───── TEXT SEGMENT ─────

Limited Liability Companies: What happens to an LLC when a Member dies? - Business Law Legal Blogs Posted by John Tarley, Jr. - Lawyers.com

Limited Liability Companies: What happens to an LLC when a Member dies?

We have written about the importance of operating agreements to help succession planning for your limited liability company (“LLC”). Operating agreements can help the company with procedures to remove a member, or with procedures to permit a member to leave the LLC on his own accord. This blog post reviews a recent Virginia Supreme Court case that shows the importance of using your LLC operating agreement to set forth succession planning of a member’s interest when that member dies.

In the case of Ott v. Monroe, there were 2 members of an LLC, a husband and wife. The husband (“Dewey”) owned an 80% membership interest, and his wife (“Lou Ann”) owned the remaining 20% and was the managing member. When Dewey passed away, his Will showed that he bequeathed his entire estate to his daughter, Janet. Janet proclaimed that because her father’s estate included the LLC membership interest, she became the majority member of the LLC. Janet  immediately removed Lou Ann as the managing member and took control of the LLC herself.

The LLC had an operating agreement, but the agreement did not contain a clause requiring the company or the remaining member to purchase Dewey’s membership interests. Such a clause would have negated this entire case and saved the parties tens of thousands of dollars in attorneys’ fees and other transaction costs. Consequently, the issue in the case was “What rights did Janet have in the company by succeeding to her father’s membership interests?”

───── EXTRACTED MATERIAL ─────

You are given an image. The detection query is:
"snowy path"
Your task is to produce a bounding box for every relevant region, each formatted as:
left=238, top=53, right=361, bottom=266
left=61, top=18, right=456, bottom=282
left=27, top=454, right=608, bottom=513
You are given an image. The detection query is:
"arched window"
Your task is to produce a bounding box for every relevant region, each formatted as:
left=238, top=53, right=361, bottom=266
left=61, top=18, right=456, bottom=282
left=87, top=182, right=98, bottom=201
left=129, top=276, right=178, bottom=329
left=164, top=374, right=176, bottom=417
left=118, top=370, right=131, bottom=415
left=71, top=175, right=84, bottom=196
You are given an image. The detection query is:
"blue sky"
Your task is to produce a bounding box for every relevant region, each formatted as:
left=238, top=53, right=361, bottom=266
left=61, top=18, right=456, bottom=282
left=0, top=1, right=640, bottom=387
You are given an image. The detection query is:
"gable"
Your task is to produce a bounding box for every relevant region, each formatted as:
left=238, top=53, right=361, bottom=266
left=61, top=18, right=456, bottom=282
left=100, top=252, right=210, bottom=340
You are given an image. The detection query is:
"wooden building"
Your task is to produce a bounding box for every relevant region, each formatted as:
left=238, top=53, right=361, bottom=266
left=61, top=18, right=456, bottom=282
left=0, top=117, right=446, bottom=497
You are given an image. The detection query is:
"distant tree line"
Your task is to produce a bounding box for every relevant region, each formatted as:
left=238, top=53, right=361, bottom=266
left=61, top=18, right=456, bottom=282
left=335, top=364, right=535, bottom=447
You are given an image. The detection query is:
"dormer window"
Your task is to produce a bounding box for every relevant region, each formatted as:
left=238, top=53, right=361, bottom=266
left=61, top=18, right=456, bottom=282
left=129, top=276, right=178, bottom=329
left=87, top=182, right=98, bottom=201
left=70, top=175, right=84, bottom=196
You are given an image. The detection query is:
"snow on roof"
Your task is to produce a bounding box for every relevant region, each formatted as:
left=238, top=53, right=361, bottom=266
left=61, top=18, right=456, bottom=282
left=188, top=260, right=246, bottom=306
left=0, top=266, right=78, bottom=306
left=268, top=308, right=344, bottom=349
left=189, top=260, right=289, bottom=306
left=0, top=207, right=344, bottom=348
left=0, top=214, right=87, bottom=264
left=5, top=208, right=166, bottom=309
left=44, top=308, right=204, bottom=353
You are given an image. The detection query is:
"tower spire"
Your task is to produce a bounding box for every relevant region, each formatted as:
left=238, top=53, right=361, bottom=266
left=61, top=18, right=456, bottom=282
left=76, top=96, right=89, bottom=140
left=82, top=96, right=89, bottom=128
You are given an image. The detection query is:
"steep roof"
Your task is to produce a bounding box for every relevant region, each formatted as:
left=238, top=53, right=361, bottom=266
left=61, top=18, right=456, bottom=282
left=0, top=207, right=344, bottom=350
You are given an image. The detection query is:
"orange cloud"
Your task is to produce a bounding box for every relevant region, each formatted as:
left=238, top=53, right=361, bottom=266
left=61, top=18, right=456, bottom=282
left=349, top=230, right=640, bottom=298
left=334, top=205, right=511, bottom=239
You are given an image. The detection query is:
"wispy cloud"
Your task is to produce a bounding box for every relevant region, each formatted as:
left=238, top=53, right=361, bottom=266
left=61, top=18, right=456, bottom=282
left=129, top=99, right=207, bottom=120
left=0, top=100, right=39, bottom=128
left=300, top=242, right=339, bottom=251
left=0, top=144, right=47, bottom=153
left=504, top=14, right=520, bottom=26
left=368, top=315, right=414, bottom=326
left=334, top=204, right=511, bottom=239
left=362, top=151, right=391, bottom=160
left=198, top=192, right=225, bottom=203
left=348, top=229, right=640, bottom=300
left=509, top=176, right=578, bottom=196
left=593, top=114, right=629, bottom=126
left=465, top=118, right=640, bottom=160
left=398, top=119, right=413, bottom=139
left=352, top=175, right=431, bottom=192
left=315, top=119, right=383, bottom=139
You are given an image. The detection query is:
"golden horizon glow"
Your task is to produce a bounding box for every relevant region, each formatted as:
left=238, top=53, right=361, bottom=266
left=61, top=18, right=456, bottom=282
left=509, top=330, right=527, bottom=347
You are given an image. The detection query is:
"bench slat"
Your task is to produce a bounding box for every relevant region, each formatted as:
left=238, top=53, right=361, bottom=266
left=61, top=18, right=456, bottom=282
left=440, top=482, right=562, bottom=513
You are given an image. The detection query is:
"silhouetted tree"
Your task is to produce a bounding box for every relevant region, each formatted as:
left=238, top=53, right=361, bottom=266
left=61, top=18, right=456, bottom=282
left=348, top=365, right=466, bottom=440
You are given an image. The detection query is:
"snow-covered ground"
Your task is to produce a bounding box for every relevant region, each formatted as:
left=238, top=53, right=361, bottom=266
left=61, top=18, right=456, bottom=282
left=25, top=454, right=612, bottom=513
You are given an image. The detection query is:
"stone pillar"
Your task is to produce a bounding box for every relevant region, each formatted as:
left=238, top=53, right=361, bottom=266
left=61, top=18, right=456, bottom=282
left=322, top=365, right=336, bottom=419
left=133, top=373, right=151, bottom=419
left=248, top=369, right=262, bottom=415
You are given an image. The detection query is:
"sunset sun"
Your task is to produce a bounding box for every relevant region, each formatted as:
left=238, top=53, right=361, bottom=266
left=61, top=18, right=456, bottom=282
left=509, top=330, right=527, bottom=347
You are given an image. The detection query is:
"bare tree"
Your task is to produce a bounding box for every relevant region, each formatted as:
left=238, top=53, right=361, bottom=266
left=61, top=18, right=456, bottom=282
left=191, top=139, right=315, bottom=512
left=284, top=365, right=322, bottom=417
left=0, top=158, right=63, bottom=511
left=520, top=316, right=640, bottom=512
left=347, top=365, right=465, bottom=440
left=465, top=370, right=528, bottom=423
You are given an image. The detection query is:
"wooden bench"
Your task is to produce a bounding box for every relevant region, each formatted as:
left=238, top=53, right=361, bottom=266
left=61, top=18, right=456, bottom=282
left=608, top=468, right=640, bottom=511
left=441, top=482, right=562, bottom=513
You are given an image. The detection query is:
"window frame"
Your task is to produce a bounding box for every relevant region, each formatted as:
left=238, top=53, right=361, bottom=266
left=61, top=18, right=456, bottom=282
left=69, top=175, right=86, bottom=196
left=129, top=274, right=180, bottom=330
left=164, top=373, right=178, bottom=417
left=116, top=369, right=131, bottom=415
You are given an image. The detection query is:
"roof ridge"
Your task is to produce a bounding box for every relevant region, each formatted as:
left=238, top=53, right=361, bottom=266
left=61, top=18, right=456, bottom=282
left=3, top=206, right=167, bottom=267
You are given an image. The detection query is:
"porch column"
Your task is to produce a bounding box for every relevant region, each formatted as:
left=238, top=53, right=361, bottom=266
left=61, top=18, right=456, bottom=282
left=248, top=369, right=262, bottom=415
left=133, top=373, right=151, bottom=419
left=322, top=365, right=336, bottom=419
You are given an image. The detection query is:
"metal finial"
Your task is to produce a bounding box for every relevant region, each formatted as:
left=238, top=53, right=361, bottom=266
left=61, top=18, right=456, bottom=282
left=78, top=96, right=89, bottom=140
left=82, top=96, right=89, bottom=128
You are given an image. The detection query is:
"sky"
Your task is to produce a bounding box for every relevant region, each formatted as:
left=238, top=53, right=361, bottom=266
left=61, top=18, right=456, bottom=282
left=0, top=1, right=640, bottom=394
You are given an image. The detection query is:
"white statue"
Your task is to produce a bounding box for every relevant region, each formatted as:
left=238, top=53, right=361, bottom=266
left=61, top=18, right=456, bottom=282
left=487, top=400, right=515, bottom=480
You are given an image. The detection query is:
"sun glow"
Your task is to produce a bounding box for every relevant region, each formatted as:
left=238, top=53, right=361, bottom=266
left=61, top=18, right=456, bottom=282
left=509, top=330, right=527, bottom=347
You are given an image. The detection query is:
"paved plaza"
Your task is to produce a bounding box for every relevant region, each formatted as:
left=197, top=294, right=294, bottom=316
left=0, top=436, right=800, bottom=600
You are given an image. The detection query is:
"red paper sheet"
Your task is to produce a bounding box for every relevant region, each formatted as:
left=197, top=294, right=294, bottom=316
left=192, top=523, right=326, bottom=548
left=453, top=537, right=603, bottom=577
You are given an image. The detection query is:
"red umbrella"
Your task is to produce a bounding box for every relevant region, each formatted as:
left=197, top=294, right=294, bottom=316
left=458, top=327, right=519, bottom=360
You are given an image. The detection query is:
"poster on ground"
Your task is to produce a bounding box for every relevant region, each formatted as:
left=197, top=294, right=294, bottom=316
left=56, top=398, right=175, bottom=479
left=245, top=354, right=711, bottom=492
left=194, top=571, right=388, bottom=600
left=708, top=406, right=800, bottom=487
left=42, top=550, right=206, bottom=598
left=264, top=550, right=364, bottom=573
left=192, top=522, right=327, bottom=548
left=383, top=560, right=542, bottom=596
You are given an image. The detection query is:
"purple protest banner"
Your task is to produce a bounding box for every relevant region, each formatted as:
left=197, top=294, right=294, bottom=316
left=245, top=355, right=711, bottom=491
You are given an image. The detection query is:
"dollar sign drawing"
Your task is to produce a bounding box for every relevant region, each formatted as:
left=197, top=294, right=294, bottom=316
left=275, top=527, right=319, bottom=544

─────

Return the passage of the blog post on what happens to an LLC when a member dies, from "In the case of Ott" to "the LLC herself.", word for word.

In the case of Ott v. Monroe, there were 2 members of an LLC, a husband and wife. The husband (“Dewey”) owned an 80% membership interest, and his wife (“Lou Ann”) owned the remaining 20% and was the managing member. When Dewey passed away, his Will showed that he bequeathed his entire estate to his daughter, Janet. Janet proclaimed that because her father’s estate included the LLC membership interest, she became the majority member of the LLC. Janet  immediately removed Lou Ann as the managing member and took control of the LLC herself.